In the biggest surprise of the evening, Anthony Hopkins won best actor for "The Father," an award that nearly every pundit had ceded to the late Chadwick Boseman for "Ma Rainey's Black Bottom." The best picture award is usually presented last but producers shifted actor to the final slot, presumably anticipating an emotional win for Boseman. Instead, they got an anticlimax, since Hopkins — who at 83 is the oldest acting winner in Oscar history — was not in attendance at any of the Oscar ceremonies around the globe.

"The Father" was one of several movies to earn two Oscars (its other was for screenplay). Others included "Judas and the Black Messiah," "Soul," "Sound of Metal" and "Mank." The only one of the eight best picture nominees not to go home with a trophy was "The Trial of the Chicago 7."

Daniel Kaluuya, who won for playing late Black Panthers leader, Fred Hampton, in "Judas," thanked Hampton and his family and exhorted the audience with, "We've got work to do," although he first prescribed an evening of celebration.

Yuh-jung Youn became the second Asian woman to win best supporting actress (Miyoshi Umeki won for "Sayonara" in 1958). The Korean actor gently corrected Brad Pitt on the pronunciation of her name and dedicated her award, for playing a no-nonsense grandmother in "Minari," to her adult sons, saying, "This is the result because Mommy worked so hard."

▶ **PROVIDED MATERIAL**
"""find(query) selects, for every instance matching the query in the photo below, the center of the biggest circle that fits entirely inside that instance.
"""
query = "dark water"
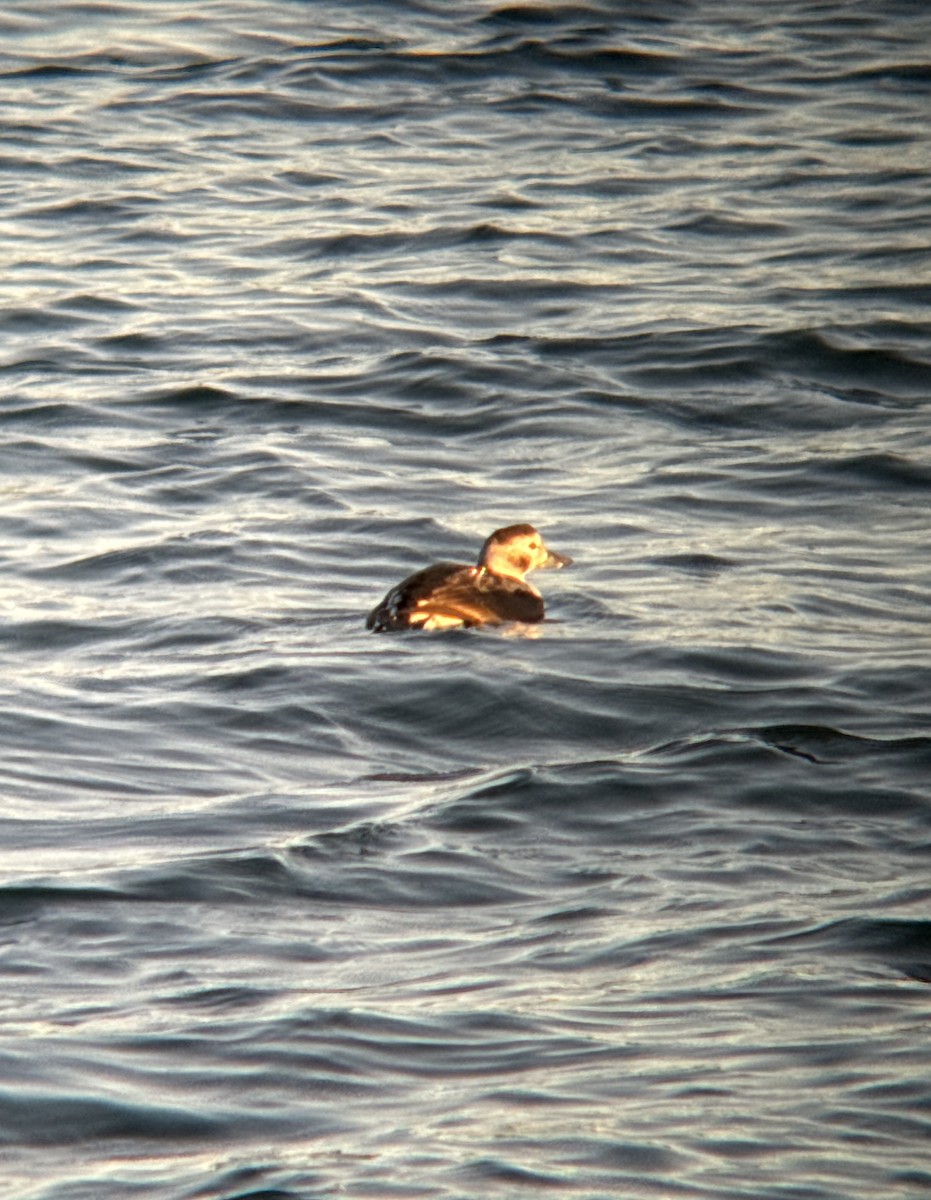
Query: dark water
(299, 297)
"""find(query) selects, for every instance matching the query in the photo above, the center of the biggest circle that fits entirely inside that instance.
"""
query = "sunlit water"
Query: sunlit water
(298, 298)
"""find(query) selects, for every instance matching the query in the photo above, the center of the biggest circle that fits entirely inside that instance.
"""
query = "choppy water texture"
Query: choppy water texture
(300, 297)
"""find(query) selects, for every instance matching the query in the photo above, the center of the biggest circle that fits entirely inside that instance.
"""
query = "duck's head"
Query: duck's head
(517, 550)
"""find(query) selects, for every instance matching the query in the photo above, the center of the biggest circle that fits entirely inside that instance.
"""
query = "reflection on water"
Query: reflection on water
(296, 300)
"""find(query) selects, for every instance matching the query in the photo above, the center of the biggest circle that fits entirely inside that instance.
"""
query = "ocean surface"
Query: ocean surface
(301, 297)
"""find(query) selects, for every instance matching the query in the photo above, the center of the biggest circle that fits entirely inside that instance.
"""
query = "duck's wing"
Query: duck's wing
(426, 599)
(450, 594)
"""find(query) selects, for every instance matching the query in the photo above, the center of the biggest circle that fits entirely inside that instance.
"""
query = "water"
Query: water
(300, 297)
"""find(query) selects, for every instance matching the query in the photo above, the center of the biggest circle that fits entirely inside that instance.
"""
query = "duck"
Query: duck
(455, 595)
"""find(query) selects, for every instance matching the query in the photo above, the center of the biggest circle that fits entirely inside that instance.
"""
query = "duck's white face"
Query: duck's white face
(517, 550)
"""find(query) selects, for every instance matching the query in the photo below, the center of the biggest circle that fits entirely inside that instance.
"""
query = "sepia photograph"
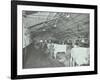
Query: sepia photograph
(53, 39)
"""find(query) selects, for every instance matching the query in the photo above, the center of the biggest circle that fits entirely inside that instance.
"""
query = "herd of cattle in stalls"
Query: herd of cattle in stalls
(75, 53)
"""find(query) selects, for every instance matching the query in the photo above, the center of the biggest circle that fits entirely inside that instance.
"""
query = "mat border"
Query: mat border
(14, 39)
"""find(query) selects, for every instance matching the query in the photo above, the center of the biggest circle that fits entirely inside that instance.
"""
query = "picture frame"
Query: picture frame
(17, 12)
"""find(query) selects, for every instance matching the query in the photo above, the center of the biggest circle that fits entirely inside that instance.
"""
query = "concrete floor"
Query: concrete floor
(37, 58)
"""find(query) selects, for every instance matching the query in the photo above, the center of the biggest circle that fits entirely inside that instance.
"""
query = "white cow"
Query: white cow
(55, 48)
(80, 55)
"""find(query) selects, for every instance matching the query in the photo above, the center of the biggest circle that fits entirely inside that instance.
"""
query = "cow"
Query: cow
(80, 56)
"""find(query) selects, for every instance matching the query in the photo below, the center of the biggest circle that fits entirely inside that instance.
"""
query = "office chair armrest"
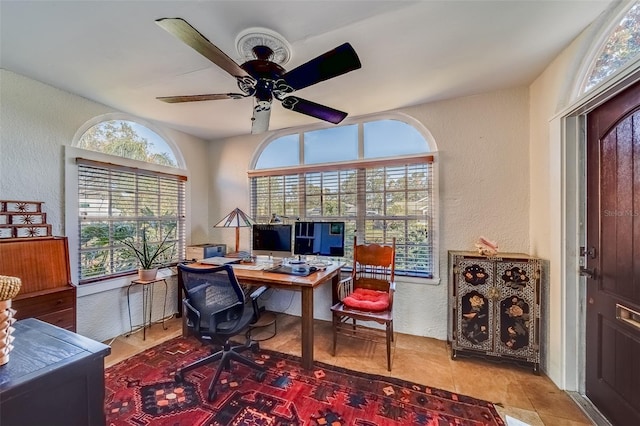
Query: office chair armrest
(258, 292)
(345, 288)
(392, 290)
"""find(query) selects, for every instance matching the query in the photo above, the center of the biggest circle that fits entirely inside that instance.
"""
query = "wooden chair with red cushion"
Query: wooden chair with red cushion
(367, 296)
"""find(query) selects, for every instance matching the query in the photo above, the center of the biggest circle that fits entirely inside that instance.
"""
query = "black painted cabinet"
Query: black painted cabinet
(495, 306)
(53, 377)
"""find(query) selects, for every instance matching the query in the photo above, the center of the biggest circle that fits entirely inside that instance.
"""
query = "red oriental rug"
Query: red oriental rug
(142, 391)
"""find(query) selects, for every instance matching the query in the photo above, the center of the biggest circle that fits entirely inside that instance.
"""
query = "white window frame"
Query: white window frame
(71, 193)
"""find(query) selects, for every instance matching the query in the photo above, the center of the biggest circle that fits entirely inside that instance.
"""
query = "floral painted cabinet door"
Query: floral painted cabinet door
(495, 306)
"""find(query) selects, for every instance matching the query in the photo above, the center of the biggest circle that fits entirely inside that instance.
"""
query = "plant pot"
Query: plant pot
(147, 274)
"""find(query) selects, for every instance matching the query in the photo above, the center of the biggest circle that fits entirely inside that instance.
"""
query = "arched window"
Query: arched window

▶ **HOW TO COMPLETE THIS TASK**
Translate this sentence from the Oscars text above into Spanish: "The only one of the eight best picture nominees not to go home with a trophy was 'The Trial of the Chicago 7.'"

▶ **WRITTEN ANSWER**
La única de las ocho nominadas a mejor película que no se llevó a casa ningún trofeo fue "The Trial of the Chicago 7".